> [Fragmento del documento]:
=======
La medicina para curar esas sombras pretéritas fue su pasión por la comedia, que desarrolló en la Julliard School. Allí conoció a algunos de sus camaradas de profesión, como el actor Christopher Reeve, que ya observó un don innato para el humor en Williams. El Superman primigenio llegó a admitir que la única persona capaz de hacerle reir después de quedarse parapléjico había sido su viejo amigo Robin. Y aunque comediante se nace, detrás de la sonrisa del millón de dólares se escondía también una fragilidad y sabiduría hechas para el drama.

Capitán de los niños perdidos

“Nuestras imperfecciones son lo que nos hacen seres únicos”, decía Williams en El hombre bicentenario, y esta moraleja podría ser un perfecto leit motiv sobre el inicio de su carrera. El comienzo de los 80 estuvo encabezado por el bochornoso título de Popeye, y lo que parecía que iba a ser una biografía circense, terminó por elevar la caricatura a lo entrañable. Recordamos de esa época El mundo según Garp y Un ruso en Nueva York. A finales de década llegó su camaleónica oportunidad de la mano de Barry Levinson, con Buenos días Vietnam. El sabor agridulce de la cinta se fundía con el carácter de su protagonista, que además dio rienda suelta a su agilidad verbal y carisma.
=======
> [Datos proporcionados]:
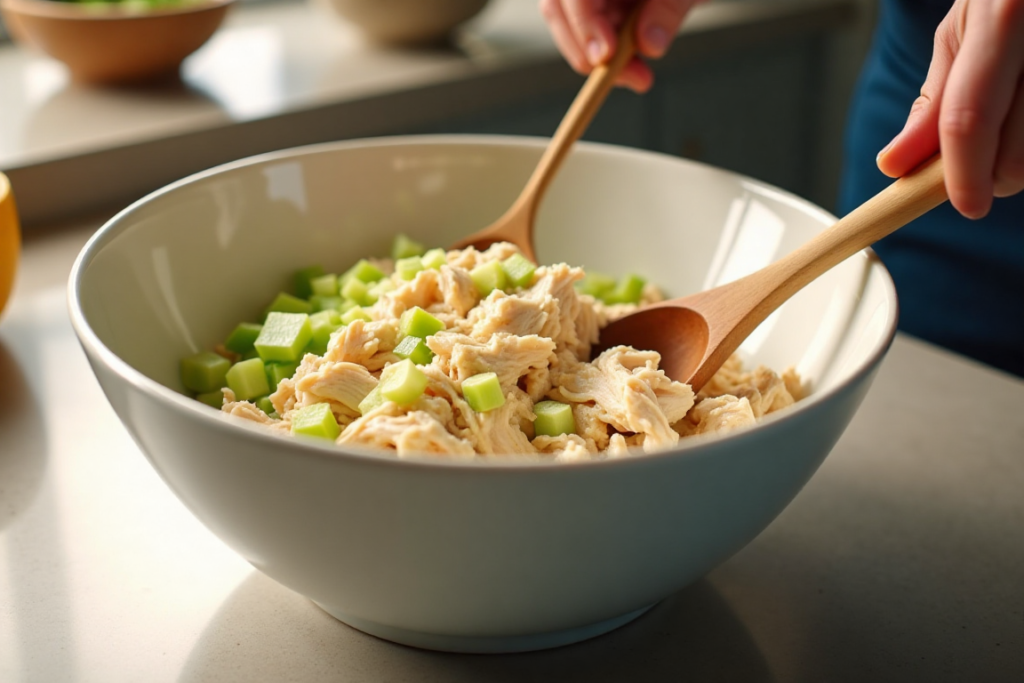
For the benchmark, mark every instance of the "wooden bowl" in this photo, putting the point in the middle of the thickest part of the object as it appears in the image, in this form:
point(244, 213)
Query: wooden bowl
=======
> [Enunciado de tarea]: Según el fragmento sobre Robin Williams, ¿en qué escuela desarrolló su pasión por la comedia?

> [Respuesta al ejercicio]: En la Julliard School.